EXERCISE SET:
a: The opening summary of the indexing checklist names several areas the checklist focuses on. List every one of them.
b: Pick up the indexing checklist right after its third numbered step and carry it forward.
** START PAGE **
A practical checklist to move pages from “Crawled - currently not indexed” to indexed. Focus on canonical mistakes, near-duplicate signals, uniqueness upgrades, hubs + related links, and when to stop requesting indexing.

Table of Contents

What should you do when GSC shows “Crawled - currently not indexed”?

Conclusion

This status means Google fetched the page, but decided not to index it (yet). The fix is usually uniqueness + prioritization, not repeated indexing requests.

Practical order:

  1. confirm you’re not signaling the wrong canonical (or duplicates)
  2. reduce near-duplicate/template signals (especially above the fold)
  3. add a uniquely useful section per page (examples, decisions, pitfalls)
** END PAGE **
** START RECORDS SHOWN **
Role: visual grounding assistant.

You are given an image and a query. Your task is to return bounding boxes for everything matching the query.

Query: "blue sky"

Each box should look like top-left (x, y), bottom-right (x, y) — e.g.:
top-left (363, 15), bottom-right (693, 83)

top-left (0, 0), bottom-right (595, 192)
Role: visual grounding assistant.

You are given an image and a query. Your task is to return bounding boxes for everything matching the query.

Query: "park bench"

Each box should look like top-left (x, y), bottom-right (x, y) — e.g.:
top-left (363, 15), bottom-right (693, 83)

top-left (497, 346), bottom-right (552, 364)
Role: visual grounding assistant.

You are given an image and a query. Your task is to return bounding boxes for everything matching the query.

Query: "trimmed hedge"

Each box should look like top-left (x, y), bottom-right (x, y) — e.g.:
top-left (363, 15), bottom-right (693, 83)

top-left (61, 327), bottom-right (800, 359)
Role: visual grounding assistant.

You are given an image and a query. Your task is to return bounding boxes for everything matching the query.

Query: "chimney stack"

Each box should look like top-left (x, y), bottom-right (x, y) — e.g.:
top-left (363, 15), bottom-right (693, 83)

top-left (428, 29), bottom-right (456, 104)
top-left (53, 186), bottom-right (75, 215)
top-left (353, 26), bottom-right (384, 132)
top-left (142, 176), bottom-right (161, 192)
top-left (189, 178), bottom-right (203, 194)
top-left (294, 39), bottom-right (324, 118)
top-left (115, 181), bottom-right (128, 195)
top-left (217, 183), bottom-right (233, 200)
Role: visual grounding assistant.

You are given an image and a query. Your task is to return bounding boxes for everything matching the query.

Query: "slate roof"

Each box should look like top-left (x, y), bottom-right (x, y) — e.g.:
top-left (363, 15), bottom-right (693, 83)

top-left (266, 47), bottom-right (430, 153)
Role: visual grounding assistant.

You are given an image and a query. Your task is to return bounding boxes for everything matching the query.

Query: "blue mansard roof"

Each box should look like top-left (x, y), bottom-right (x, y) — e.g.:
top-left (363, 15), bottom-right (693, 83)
** END RECORDS SHOWN **
ANSWERS FOR THE TASKS:
a:
- Canonical mistakes
- Near-duplicate signals
- Uniqueness upgrades
- Hubs + related links
- When to stop requesting indexing

b:
  4. build prioritization with hubs + related links
  5. request indexing only for hubs + top pages, then wait 7–14 days

Explanation

Google already discovered and crawled the URL. If it still isn’t indexed, it’s usually one of:

  • canonical/duplicate conflicts
  • page looks like a near-duplicate (template pages)
  • weak intent signals (title/intro/headings)
  • low site-level prioritization (no hubs/structure)

The cure is structural, not “click Request indexing again”.

Practical Guide

Step 1: confirm you’re not asking Google to index the wrong URL

Check:

  • user-declared canonical vs Google-selected canonical
  • trailing slash / casing / parameter variants
  • cross-language duplication

Fix canonical conflicts first.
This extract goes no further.